Entre l’écart grandissant des températures, la perte de biodiversité et la multiplication des catastrophes naturelles, la crise climatique est flagrante. Pourtant, le climatoscepticisme et la désinformation environnementale n’en finissent pas de sévir. Pour les contrer, le média tunisien BlueTN, spécialisé dans l’environnement, s’est doté d’une stratégie efficace sur les réseaux sociaux.
Contrer la désinformation climatique n’a jamais été aussi urgent, alors que 2024 est l’année la plus chaude enregistrée. Ce désordre de l’information se caractérise par « la diffusion volontaire ou involontaire de fausses informations concernant le changement climatique un danger environnemental, que ce soit par mauvaise ou bonne intention, par ignorance ou pour protéger certains intérêts politiques et économiques », explique Mayssa Sandli, activiste environnementale et fondatrice du média tunisien spécialisé BlueTN. Parmi les acteurs de cette désinformation, « il y a des groupes de lobbying, certains responsables politiques, des influenceurs ou des médias peu scrupuleux », qui peuvent être impliqués dans « des campagnes massives souvent bien orchestrées ».
En Tunisie, les requins (qui font pourtant partie de la Liste rouge de l’Union internationale pour la conservation de la nature) ont par exemple été la cible d’une campagne de désinformation massive visant à justifier leur chasse dans les eaux méditerranéennes. Mayssa Sandli se souvient aussi d’« un chroniqueur journaliste de la première radio de Tunisie, qui faisait partie d’un lobby et qui a essayé de convaincre le grand public de l’importance du gaz de schiste pour notre pays, que c’est une énergie propre, que ça ne pollue pas l’eau. Chaque jour, dans la matinale, il faisait ce discours-là ». Pour détricoter ce discours, l’équipe de BlueTN s’est rapprochée de scientifiques et d’experts et les a « coachés » dans le but de rendre leur discours accessible au grand public.
Cette forme de vulgarisation représente un véritable défi, car la désinformation climatique et environnementale concerne de nombreux sujets souvent complexes. « On a créé BlueTN pour faire sortir les scientifiques du laboratoire et pour expliquer les études en dialecte tunisien », décrit Mayssa Sandli. Pour mettre en valeur la parole des experts, la rédaction a mélangé « l’humour, la satire, la science, les références populaires et la subtilité journalistique ». Les formats privilégiés par la plateforme ont aussi changé, passant de l’écrit à des vidéos virales d’une minute trente maximum. Cette stratégie paye : BlueTN compte à ce jour 130 000 abonnés sur Facebook et plus de 9 400 sur TikTok et cumule des dizaines de milliers de vues.
Ces chiffres témoignent de l’intérêt croissant du public pour les sujets environnementaux, malgré leur complexité. « Aujourd’hui, on voit des arrestations des activistes environnementaux, mais on voit aussi une conscience commune au sein du peuple tunisien en ce qui concerne leurs droits environnementaux. Le chemin de la sensibilisation est efficace mais ça prend du temps », souligne Mayssa Sandli. Selon elle, « c’est en gardant notre bienveillance et notre résistance qu’on va arriver à contredire la désinformation climatique ».

### Données fournies
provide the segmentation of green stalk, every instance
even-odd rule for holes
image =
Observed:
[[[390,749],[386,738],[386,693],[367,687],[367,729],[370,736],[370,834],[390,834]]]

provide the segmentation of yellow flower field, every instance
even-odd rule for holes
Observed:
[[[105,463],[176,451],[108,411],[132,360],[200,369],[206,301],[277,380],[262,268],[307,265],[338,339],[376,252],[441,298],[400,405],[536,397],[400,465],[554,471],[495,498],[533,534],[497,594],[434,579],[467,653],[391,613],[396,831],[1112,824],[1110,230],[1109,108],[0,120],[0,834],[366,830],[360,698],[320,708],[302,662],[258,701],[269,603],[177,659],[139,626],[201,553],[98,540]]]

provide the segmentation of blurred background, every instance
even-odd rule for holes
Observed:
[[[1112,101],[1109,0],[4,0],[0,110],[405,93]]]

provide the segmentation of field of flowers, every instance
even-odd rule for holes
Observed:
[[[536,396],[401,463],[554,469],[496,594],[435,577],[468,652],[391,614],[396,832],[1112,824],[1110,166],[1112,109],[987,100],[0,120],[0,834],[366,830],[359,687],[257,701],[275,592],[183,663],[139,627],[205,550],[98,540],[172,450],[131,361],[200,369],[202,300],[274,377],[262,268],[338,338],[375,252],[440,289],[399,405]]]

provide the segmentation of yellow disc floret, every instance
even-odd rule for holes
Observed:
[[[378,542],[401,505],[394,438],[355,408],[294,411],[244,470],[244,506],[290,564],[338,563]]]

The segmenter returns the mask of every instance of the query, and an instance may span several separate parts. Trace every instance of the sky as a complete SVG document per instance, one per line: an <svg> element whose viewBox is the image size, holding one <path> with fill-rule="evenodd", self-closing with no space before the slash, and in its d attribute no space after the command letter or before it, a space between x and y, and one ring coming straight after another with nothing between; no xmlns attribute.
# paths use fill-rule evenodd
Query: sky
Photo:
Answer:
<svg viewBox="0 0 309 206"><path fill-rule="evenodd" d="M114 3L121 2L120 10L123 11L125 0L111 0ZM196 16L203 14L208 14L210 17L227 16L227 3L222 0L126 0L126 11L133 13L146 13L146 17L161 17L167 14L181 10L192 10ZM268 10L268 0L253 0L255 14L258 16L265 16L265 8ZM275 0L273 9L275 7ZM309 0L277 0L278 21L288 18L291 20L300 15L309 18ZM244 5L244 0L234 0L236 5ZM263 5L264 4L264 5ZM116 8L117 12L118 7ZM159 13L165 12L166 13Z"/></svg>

### Série de consignes
1. Recopiez sans rien changer le passage du texte consacré à BlueTN qui commence par « En Tunisie, les » et se poursuit jusqu'à « au grand public. ».
2. Répondez, s'il vous plaît, à ces questions sur le texte consacré à BlueTN :
(a) Quelle année est présentée comme la plus chaude enregistrée ?
(b) Selon le chroniqueur de radio cité, quelle énergie serait propre et ne polluerait pas l'eau ?
(c) Combien d'abonnés BlueTN compte-t-il sur Facebook ?

### Corrigé par consigne
1.
En Tunisie, les requins (qui font pourtant partie de la Liste rouge de l’Union internationale pour la conservation de la nature) ont par exemple été la cible d’une campagne de désinformation massive visant à justifier leur chasse dans les eaux méditerranéennes. Mayssa Sandli se souvient aussi d’« un chroniqueur journaliste de la première radio de Tunisie, qui faisait partie d’un lobby et qui a essayé de convaincre le grand public de l’importance du gaz de schiste pour notre pays, que c’est une énergie propre, que ça ne pollue pas l’eau. Chaque jour, dans la matinale, il faisait ce discours-là ». Pour détricoter ce discours, l’équipe de BlueTN s’est rapprochée de scientifiques et d’experts et les a « coachés » dans le but de rendre leur discours accessible au grand public.

2.
(a) 2024
(b) Le gaz de schiste
(c) 130 000 abonnés